_ZU ERLEDIGENDE AUFGABE_
Führe den Text über die milden Verlaufsformen von Covid-19 im Anschluss an seinen letzten Satz fort.

Köln/Wien – Forschende der MedUni Wien haben nun gezeigt, dass eine milde Covid-19-Infektion unterschiedliche Formen und Symptome zeigen kann. Die Wissenschaftler haben sieben verschiedene Krankheitsformen dokumentiert. Außerdem haben die Studienleiter, der Immunologe Winfried F. Pickl und der Allergologe Rudolf Valenta, herausgefunden, dass bei Sars-CoV-2 auch zehn Wochen nach der Erkrankung noch deutliche Veränderungen im Immunsystem zu erkennen sind.

Für die Studie haben die Mediziner 109 Genesene zehn Wochen nach ihrer milden Sars-CoV-2-Infektion untersucht und 98 gesunde Personen zum Vergleich. Von den 109 Genesenen mussten acht im Krankenhaus behandelt werden. Die sieben Formen von milden Verläufen haben die Mediziner durch eine statistische Methode ausgemacht:

Grippale Symptome

Fieber, Müdigkeit, Schüttelfrost und Husten traten bei dieser Form auf. Die Forscher haben festgestellt, dass mit rund 84 Prozent Müdigkeit das häufigste Symptom der Genesenen war. Gut jeder Zweite litt unter Fieber.

_ANGEZEIGTE DATEN_
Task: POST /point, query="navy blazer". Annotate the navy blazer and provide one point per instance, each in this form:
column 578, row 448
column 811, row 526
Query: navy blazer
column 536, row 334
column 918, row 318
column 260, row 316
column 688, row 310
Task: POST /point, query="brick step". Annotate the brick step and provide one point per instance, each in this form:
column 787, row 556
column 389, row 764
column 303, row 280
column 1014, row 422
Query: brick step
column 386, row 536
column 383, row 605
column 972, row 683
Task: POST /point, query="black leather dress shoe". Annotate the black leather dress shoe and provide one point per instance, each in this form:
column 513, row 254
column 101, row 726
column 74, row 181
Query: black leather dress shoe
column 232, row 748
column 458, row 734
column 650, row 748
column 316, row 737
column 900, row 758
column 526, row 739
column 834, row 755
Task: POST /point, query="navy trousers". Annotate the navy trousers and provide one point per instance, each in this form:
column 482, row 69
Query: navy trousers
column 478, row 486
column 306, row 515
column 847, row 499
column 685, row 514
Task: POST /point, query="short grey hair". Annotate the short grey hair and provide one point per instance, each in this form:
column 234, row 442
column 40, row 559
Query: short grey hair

==

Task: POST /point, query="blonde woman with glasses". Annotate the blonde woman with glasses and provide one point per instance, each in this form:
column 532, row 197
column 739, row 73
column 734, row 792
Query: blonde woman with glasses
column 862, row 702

_ERGEBNIS DER AUFGABE_
Schnupfensymptome

Niesen, Schnupfen, ein trockener Hals und eine verstopfte Nase zählten hier zu den Symptomen. Eine verstopfte Nase trat bei rund 43 Prozent auf.

Gelenks- und Muskelschmerzen

Über Muskelschmerzen klagten etwas mehr als die Hälfte der Genesenen und rund jeder Zweite hatte Gelenkschmerzen.

Augen- und Schleimhautentzündungen

Etwas mehr als jeder Dritte litt während der Infektion unter einer Entzündung der Schleimhaut im Hals.

Lungenprobleme

Es traten Lungenentzündungen und Kurzatmigkeit auf. Etwa 42 Prozent der Genesenen klagten über Atemprobleme.

Magen-Darm-Probleme

Durchfall, Übelkeit, Kopfweh und Erbrechen gab es in dieser Gruppe. Magen-Darm-Symptome traten bei den wenigsten der 109 Befragten auf. Nur rund sechs Prozent mussten sich übergeben, jedem Fünften war übel.

Verlust von Geruchs- und Geschmacksinn und andere Symptome

Das in anderen Studien als starker Indikator für eine Covid-19-Infektion identifizierte Symptom des Verlusts des Geschmacks- und Geruchssinns trat in der Untersuchung der MedUni Wien bei rund 66 Prozent der Genesenen auf.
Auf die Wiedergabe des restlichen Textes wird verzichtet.